▶ _WHAT YOU SHOULD DO_
Reproduce without any change everything from the line containing "Greenhouse-scouting task: tag the pink blossom" down to the last of the lines below.
-- DATA SUPPLIED start --
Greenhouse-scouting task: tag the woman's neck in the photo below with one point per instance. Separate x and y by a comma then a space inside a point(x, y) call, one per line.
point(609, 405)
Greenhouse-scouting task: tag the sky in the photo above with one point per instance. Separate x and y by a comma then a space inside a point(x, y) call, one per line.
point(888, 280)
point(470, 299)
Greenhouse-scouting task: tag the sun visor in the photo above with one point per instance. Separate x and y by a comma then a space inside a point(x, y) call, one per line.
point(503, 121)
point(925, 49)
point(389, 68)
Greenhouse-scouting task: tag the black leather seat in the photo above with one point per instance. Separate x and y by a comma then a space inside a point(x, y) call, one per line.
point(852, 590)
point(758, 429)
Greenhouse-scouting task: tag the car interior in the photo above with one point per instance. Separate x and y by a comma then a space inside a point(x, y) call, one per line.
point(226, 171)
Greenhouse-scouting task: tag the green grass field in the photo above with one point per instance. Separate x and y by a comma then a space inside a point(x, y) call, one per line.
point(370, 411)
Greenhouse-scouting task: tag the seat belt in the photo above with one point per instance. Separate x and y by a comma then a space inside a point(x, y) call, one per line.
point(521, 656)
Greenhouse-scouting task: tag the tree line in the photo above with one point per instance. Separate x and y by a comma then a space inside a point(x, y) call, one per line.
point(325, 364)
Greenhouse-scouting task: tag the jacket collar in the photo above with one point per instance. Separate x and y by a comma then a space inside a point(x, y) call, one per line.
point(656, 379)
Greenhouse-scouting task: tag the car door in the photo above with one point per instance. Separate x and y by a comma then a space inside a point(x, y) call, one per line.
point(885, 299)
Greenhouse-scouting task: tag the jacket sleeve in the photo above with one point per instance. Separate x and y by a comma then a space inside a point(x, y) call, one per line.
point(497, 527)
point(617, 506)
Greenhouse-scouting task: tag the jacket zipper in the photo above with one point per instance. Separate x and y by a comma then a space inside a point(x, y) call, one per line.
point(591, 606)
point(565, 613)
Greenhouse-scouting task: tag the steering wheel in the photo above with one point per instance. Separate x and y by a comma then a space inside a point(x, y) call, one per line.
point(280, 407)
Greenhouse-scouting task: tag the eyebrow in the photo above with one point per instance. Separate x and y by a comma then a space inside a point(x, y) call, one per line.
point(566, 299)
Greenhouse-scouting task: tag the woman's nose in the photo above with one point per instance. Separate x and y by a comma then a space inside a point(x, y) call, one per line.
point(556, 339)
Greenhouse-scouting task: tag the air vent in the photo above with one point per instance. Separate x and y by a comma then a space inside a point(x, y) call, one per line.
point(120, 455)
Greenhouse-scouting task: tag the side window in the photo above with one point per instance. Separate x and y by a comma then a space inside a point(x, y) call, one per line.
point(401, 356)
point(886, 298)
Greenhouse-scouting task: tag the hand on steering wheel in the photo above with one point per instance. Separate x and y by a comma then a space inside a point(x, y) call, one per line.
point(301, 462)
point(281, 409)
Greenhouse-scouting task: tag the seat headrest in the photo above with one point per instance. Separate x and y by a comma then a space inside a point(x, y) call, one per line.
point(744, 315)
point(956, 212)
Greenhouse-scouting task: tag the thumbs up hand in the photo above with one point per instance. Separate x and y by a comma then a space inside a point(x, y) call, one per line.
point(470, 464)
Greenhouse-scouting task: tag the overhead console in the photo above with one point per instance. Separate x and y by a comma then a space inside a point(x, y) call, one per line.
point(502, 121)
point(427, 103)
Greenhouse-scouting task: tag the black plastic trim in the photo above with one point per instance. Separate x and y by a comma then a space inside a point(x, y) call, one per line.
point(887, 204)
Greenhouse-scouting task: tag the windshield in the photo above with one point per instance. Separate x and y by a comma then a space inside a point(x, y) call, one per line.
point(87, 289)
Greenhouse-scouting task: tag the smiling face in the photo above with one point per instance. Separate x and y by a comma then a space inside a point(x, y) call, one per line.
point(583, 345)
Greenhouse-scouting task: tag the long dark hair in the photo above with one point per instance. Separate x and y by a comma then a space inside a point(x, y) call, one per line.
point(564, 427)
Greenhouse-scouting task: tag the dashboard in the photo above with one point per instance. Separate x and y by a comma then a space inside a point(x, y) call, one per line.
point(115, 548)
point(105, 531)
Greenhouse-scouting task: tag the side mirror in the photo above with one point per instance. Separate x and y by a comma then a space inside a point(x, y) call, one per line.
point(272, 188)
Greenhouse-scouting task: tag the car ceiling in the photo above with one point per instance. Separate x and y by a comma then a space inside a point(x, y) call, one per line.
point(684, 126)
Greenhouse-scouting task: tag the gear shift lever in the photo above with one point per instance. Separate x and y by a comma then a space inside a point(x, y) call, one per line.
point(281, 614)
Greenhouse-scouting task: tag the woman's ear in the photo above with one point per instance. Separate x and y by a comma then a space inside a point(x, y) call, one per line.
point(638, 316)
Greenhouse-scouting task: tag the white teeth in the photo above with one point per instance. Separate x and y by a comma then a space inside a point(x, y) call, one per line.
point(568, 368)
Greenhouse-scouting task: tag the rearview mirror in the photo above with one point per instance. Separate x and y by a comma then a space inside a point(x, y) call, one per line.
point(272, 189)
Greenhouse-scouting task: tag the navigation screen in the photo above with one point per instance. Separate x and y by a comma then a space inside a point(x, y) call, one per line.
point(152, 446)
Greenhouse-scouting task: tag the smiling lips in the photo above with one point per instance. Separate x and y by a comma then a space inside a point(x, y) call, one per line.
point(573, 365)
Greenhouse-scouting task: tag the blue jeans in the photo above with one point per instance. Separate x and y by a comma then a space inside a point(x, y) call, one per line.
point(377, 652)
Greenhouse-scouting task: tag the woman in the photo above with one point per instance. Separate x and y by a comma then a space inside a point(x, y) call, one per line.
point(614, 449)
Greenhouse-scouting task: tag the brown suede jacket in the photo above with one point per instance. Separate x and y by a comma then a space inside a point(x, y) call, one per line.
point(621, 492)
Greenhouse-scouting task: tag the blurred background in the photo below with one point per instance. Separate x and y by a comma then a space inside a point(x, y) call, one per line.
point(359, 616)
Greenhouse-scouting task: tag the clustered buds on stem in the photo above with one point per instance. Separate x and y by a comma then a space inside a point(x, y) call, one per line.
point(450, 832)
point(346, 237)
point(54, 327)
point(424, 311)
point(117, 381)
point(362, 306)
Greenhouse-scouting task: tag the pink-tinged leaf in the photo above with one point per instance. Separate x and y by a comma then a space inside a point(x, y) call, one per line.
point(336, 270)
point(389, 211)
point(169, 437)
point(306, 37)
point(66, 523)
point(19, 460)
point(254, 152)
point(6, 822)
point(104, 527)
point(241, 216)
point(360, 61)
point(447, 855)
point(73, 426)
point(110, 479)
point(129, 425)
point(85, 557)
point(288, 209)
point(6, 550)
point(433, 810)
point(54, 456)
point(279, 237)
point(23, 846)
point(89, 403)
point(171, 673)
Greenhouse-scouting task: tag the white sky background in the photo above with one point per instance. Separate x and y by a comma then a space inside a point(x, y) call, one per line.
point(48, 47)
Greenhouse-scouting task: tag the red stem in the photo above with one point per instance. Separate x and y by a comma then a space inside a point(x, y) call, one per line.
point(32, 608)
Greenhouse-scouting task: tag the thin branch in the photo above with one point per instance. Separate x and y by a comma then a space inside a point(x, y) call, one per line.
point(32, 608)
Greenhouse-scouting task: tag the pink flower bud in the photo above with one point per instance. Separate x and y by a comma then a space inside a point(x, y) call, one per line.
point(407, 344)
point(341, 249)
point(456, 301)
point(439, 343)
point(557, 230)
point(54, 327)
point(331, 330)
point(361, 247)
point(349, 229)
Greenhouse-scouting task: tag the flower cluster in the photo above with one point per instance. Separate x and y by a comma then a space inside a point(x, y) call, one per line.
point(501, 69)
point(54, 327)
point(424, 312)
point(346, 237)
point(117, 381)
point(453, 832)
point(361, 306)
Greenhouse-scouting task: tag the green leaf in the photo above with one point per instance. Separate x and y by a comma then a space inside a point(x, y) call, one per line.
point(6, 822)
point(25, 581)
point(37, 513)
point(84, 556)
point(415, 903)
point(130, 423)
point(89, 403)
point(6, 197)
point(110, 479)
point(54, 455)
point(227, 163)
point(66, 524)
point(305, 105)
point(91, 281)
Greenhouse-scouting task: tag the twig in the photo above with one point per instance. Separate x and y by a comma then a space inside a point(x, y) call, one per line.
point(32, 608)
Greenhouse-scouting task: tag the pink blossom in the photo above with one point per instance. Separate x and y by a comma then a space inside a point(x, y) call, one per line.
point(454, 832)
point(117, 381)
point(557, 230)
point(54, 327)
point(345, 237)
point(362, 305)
-- DATA SUPPLIED end --
▶ _EXERCISE OUTPUT_
Greenhouse-scouting task: tag the pink blossom in the photo above with one point per instance. Separate x and y by a comma then a space inside a point(x, y) call, one per line.
point(454, 832)
point(117, 381)
point(557, 230)
point(54, 327)
point(345, 237)
point(362, 305)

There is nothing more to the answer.